TASK DIRECTIONS -> Please pull out every line of the entries below that contains the word "person" and copy each one.

══ RECORDS FOR THIS TASK ══

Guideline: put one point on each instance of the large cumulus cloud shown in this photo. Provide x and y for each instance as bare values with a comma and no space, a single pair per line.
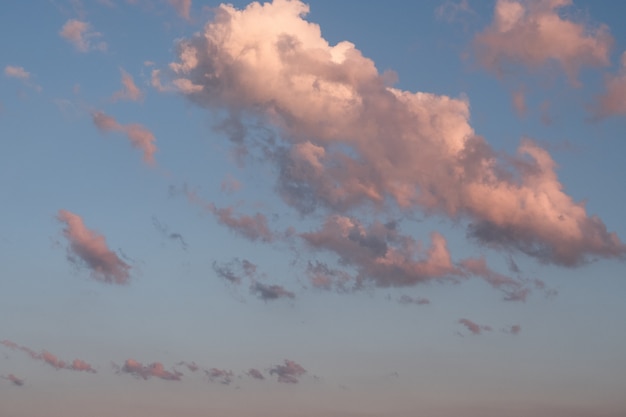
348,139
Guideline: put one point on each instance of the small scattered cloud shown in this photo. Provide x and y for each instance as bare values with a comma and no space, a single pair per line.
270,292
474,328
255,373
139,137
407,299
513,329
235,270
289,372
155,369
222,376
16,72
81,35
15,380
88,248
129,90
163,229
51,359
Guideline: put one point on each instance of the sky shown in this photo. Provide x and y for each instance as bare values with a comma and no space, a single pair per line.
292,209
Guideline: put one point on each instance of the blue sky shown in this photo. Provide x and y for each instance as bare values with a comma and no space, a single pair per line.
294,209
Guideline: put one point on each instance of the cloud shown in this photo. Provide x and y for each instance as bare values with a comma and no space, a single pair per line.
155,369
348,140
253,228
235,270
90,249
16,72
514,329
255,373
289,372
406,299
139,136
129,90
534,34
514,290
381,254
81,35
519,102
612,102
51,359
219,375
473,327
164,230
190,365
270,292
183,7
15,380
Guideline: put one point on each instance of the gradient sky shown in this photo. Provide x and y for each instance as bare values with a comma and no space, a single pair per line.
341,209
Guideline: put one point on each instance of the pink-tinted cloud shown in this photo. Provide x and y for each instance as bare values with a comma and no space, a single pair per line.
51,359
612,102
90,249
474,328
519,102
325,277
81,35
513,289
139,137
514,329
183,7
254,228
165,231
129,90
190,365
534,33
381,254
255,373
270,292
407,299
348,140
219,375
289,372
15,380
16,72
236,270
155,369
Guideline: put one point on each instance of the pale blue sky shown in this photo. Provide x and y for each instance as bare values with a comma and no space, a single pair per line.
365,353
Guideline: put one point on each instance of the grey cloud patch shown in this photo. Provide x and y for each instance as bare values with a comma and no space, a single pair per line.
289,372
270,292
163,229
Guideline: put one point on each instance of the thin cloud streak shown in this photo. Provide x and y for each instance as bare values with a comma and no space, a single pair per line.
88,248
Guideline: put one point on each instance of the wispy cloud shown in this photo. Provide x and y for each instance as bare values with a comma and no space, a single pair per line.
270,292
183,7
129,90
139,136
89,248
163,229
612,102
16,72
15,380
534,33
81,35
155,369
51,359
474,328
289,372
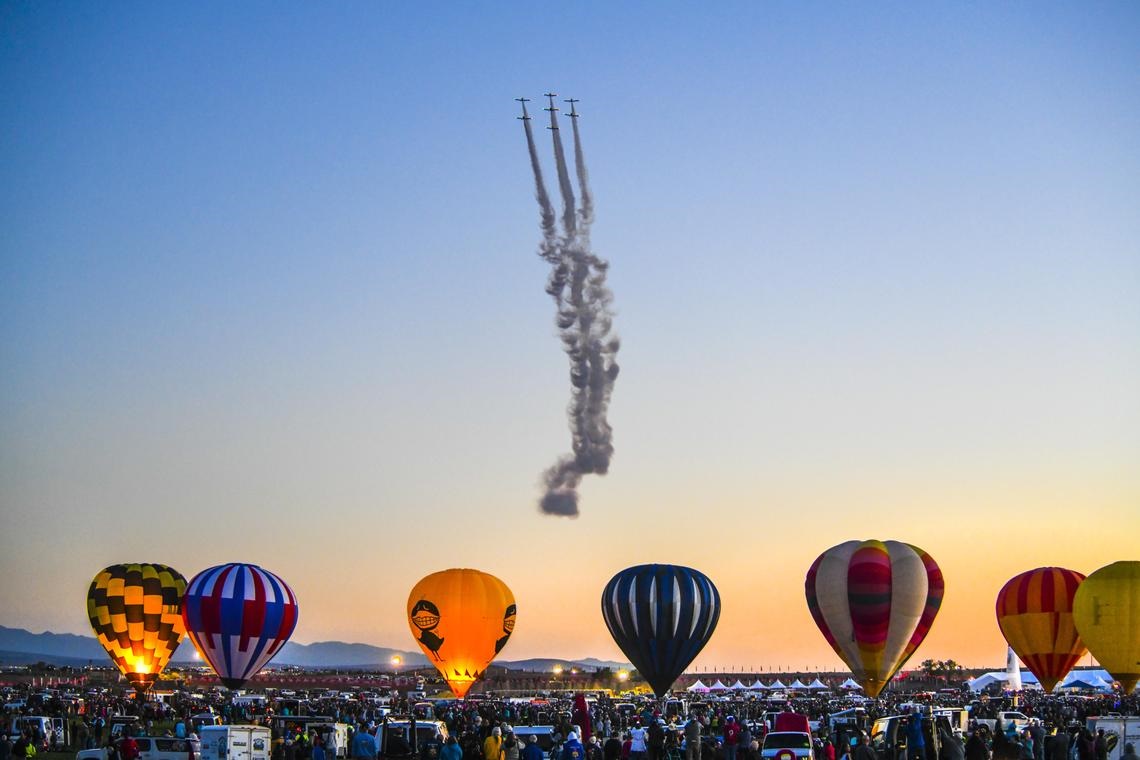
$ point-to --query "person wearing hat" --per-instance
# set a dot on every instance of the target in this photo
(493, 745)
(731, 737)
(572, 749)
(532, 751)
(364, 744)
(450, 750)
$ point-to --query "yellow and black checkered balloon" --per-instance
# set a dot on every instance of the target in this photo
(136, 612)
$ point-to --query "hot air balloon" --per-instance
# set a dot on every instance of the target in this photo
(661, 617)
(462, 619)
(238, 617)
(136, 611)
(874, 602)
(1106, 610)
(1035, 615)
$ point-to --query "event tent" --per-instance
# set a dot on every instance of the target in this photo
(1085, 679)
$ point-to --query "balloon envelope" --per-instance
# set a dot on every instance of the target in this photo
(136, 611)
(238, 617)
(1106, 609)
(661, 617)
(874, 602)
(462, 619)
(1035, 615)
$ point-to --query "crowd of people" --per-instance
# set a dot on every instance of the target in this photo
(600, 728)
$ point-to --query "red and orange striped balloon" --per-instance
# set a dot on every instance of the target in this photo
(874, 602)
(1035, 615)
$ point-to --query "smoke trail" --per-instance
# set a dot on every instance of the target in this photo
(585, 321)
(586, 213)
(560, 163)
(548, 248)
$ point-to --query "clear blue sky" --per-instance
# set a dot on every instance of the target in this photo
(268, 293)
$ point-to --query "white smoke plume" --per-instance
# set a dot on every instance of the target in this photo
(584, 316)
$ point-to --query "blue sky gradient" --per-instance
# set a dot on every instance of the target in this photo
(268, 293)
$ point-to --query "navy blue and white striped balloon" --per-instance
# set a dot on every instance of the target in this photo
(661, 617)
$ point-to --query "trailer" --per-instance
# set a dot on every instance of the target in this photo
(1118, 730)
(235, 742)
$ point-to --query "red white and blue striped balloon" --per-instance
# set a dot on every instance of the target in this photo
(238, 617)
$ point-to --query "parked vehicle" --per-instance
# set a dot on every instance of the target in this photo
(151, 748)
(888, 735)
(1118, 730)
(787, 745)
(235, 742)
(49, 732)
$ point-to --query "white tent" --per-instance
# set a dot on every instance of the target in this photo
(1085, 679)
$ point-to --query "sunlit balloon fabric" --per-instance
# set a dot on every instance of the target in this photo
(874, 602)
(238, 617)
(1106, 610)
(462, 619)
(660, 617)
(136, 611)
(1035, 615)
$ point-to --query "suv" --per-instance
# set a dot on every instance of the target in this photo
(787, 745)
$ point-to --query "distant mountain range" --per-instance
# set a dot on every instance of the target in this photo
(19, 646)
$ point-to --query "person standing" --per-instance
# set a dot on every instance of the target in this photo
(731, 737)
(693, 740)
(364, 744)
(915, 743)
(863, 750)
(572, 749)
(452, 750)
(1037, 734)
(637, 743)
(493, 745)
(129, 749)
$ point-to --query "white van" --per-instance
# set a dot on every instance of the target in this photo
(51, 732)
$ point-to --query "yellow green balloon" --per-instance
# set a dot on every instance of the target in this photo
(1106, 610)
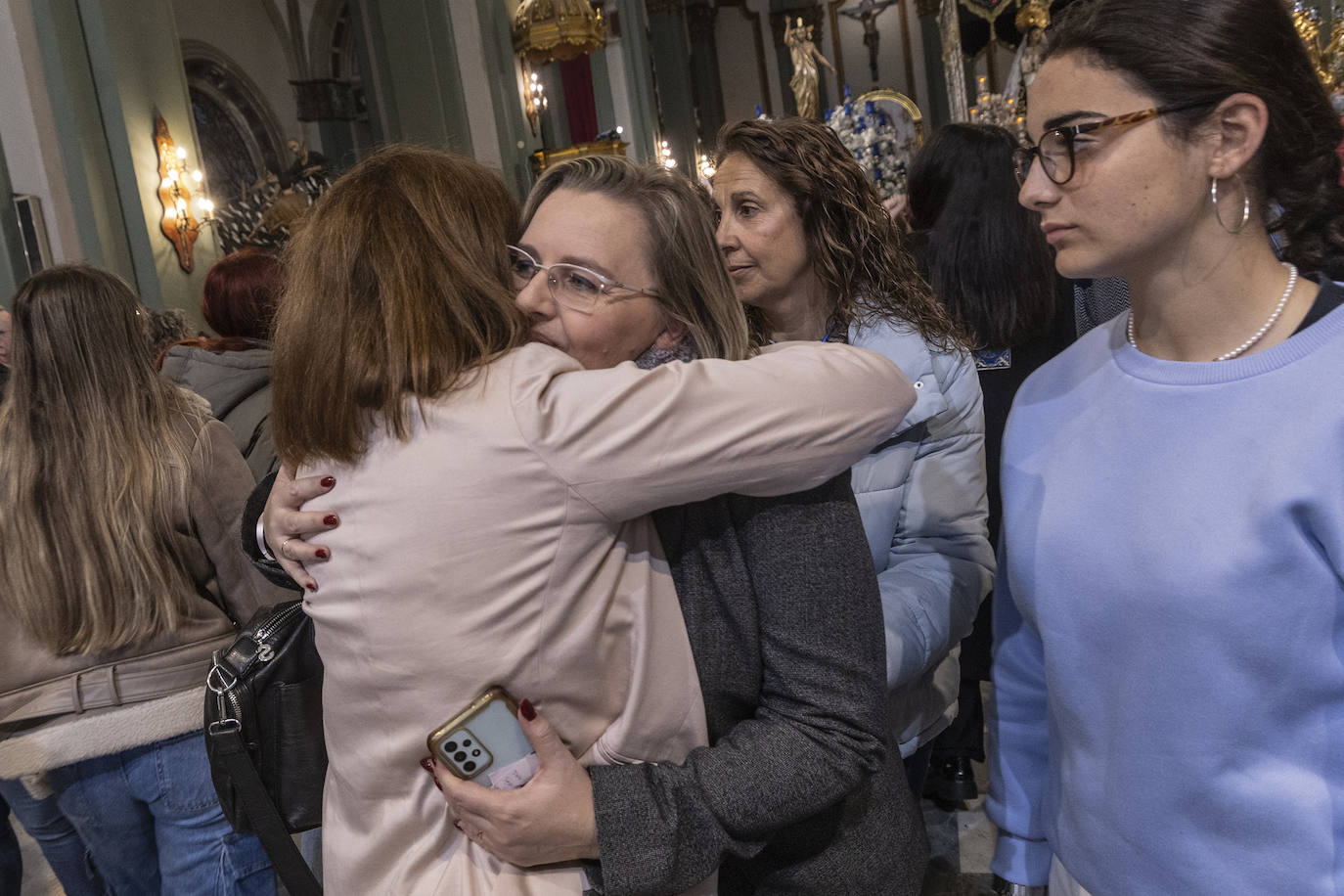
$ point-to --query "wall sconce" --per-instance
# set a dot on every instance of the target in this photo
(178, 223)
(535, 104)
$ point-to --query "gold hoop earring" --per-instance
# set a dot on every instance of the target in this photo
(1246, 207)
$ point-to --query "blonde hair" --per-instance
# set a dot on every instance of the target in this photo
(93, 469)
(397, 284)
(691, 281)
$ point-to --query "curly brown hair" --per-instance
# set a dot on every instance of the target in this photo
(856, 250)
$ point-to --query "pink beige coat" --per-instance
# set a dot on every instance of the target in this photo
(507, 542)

═══

OUTPUT ->
$ point-to --query "person wearing hat" --per-instance
$ point-to --query "person standing" --per-instance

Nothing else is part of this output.